### Create Database Relations

### Aim
The end goal is to discover the relative frequencies of Spanish vocabulary between Spanish-speaking countries using the word frequency in this database.   
Therefore, we are interested in the words (found in the `lexicon` table) most frequently appearing in the corpora (`main_table`) by country (`text_source` table).

### Database description
- The `main_table` contains the corpora text, expanded so that each row is a single word, identified by numerical word ID (`wid` column) and source text ID (`textid` column).

- The `text_source` table contains the unique *corpus* entities, identified by the `textid` column. Each corpus/text is accompanied by the geographical source of the text (`country` column).  

- The `lexicon` table contains unique *word* entities, identified by integers in the `wid` column. Each word ID is accompanied by corresponding word and lemma strings (`wid` and `lemma` columns).

Connect to the corpus database created earlier

In [2]:
%load_ext sql
import configparser

In [3]:
config = configparser.ConfigParser()
config.read('private.cfg')
DB_NAME_DEFAULT = config.get('SQL', 'DB_NAME_DEFAULT')
DB_USER = config.get('SQL', 'DB_USER')
DB_PASSW = config.get('SQL', 'DB_PASSW')

conn_string = "postgresql://{}:{}@127.0.0.1/escorpus".format(DB_USER, DB_PASSW)
%sql $conn_string

List all tables and column info

In [4]:
%%sql SELECT column_name, data_type, character_maximum_length, numeric_precision 
FROM information_schema.columns 
WHERE table_name = 'main_table';

 * postgresql://postgres:***@127.0.0.1/escorpus
3 rows affected.

+++

* [PARTS OF THE EXERCISE]:
1. Rewrite the part of the database setup page that begins at the words "DB_PASSW = config.get('SQL', 'DB_PASSW')" and stops after "3 rows affected.", changing "escorpus" to "corpusdb".
2. List every line of the entries below that contains the word "window".

Bounding box annotation entries

+++

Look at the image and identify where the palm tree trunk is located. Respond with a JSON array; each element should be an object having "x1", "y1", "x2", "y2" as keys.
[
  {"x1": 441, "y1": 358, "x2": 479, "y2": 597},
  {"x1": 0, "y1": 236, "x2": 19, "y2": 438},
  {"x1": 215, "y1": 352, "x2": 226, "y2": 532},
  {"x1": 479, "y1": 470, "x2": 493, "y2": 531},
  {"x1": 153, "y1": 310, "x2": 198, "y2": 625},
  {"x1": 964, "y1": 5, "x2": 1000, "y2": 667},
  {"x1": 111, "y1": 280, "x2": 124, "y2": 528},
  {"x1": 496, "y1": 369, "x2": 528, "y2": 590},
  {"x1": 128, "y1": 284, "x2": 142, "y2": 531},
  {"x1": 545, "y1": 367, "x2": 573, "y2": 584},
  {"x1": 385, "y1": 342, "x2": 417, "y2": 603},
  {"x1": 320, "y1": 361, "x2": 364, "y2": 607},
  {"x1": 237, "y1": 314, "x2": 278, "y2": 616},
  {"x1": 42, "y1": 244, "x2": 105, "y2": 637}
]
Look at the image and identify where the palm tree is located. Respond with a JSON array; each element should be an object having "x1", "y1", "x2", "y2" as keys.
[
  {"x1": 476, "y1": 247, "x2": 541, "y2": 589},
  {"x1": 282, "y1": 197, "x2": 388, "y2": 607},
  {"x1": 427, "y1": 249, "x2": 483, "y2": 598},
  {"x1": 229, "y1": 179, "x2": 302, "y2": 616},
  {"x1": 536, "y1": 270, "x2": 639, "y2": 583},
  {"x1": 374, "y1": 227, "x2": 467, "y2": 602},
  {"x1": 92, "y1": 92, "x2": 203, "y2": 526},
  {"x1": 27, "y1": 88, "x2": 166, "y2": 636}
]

+++

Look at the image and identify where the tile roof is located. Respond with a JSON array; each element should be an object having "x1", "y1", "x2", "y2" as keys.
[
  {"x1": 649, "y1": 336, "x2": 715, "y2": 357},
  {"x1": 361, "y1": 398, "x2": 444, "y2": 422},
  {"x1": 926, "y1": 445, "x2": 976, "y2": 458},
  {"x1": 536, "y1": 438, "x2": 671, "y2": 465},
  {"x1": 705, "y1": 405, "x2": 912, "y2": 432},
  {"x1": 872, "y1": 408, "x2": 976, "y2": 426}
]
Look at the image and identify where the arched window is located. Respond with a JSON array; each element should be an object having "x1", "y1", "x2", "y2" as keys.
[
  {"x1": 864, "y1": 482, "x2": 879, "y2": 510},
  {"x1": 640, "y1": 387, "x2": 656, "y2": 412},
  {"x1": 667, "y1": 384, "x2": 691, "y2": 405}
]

+++

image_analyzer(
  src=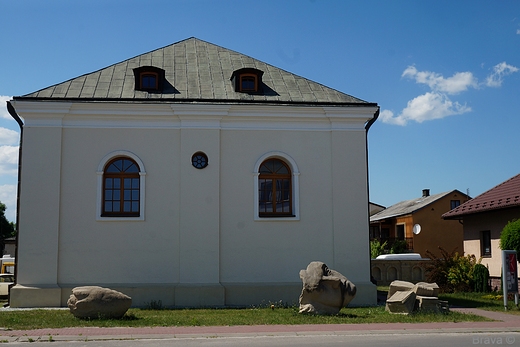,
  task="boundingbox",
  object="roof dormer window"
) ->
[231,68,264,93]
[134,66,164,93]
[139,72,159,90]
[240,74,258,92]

+++

* [FULL ANSWERS]:
1.
DB_PASSW = config.get('SQL', 'DB_PASSW')

conn_string = "postgresql://{}:{}@127.0.0.1/corpusdb".format(DB_USER, DB_PASSW)
%sql $conn_string

List all tables and column info

In [4]:
%%sql SELECT column_name, data_type, character_maximum_length, numeric_precision 
FROM information_schema.columns 
WHERE table_name = 'main_table';

 * postgresql://postgres:***@127.0.0.1/corpusdb
3 rows affected.

2.
Look at the image and identify where the arched window is located. Respond with a JSON array; each element should be an object having "x1", "y1", "x2", "y2" as keys.
  object="roof dormer window"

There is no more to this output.